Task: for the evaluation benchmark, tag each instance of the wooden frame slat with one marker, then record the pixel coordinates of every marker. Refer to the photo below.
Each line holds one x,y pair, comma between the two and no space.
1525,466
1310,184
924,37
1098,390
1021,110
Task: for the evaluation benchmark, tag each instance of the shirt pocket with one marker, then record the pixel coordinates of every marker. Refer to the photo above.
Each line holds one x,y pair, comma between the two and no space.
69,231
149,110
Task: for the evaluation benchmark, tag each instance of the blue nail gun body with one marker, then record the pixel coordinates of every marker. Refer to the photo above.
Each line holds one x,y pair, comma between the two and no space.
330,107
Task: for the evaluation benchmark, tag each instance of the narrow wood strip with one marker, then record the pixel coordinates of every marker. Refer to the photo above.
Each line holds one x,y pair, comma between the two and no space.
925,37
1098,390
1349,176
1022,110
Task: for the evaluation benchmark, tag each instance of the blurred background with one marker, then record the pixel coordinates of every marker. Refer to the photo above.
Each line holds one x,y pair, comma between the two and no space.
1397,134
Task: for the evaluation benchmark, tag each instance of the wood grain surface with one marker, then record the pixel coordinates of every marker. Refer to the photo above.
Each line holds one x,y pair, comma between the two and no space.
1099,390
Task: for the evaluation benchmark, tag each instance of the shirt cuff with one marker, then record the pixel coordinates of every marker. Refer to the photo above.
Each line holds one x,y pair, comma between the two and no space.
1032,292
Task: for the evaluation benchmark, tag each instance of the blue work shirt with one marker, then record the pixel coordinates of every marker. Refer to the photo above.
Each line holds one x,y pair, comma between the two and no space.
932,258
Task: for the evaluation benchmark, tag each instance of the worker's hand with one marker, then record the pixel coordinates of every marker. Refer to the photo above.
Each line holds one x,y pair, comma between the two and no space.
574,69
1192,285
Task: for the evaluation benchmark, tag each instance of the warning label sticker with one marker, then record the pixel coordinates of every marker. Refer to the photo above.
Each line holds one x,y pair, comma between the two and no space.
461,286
+ + + + + + +
Exercise goal:
Can you output every line of the entries above as a Markdown table with the columns Row and Line, numbering the rows and leaving out any blank lines?

Answer to this exercise:
| Row | Line |
|---|---|
| 1 | Task: for the evaluation benchmark, tag each instance of the wooden frame slat with one marker, then record the pixel coordinates of every marker. Refer to the photo below. |
| 2 | Each line holds one x,y pair, comma between the two and no space. |
| 3 | 1525,466 |
| 4 | 1310,184 |
| 5 | 924,37 |
| 6 | 1098,390 |
| 7 | 1021,110 |
| 8 | Task: for the evaluation benchmark, tag each instance of the shirt pocket with one marker, then record the pixel coordinates of every marker. Refer to the photo above. |
| 9 | Each line holds one x,y pair, comma between the two and no space. |
| 10 | 69,231 |
| 11 | 149,110 |
| 12 | Task: for the evaluation benchmark, tag each instance of the blue nail gun body with one marker, then record the pixel coordinates of every marker. Refer to the photo above. |
| 13 | Each line holds one x,y pair, comma between the two and no space. |
| 14 | 330,107 |
| 15 | Task: for the evaluation benchmark, tag each instance of the narrow wood strip with one marker, then record the pixel coordinates of every marker. Refer to the photo above. |
| 16 | Each line holds one x,y pair, comma between the two and no space. |
| 17 | 925,37 |
| 18 | 1098,390 |
| 19 | 1349,176 |
| 20 | 1022,110 |
| 21 | Task: for the evaluation benchmark, tag each instance of the blurred background with one marker, then record the pixel coordinates of every marker. Refer to the photo above. |
| 22 | Each line holds one x,y pair, comma between the two and no space. |
| 23 | 1397,134 |
| 24 | Task: for the evaluation benchmark, tag each instance of the wood grain surface with one marker, then record the pixel coordinates of every marker. Refer to the photo above. |
| 25 | Each line holds one x,y pair, comma between the two and no space. |
| 26 | 1099,390 |
| 27 | Task: for the evaluation benchmark, tag each instance of the shirt cuff with one marker, then record the pixel coordinates of every marker. Refer to the photo above. |
| 28 | Each line holds one x,y pair, comma between the two and no space. |
| 29 | 1032,292 |
| 30 | Task: for the evaluation benchmark, tag each instance of the blue work shirt with one marker, then record the pixel coordinates of every marker. Refer to the photo above. |
| 31 | Each line holds one x,y pair, comma between the two and no space. |
| 32 | 932,258 |
| 33 | Task: for the evaluation benchmark, tag each instance of the worker's hand with one marker, then record the pixel coordinates of every marker. Refer to the photo above. |
| 34 | Each line holds one x,y pair, comma between the two and no space. |
| 35 | 574,69 |
| 36 | 1192,285 |
| 37 | Task: for the evaluation benchmark, tag each instance of the warning label sticker with one marker, then record the pixel coordinates of every marker. Refer to the photo above. |
| 38 | Each line holds one x,y pair, comma between the two and no space. |
| 39 | 461,286 |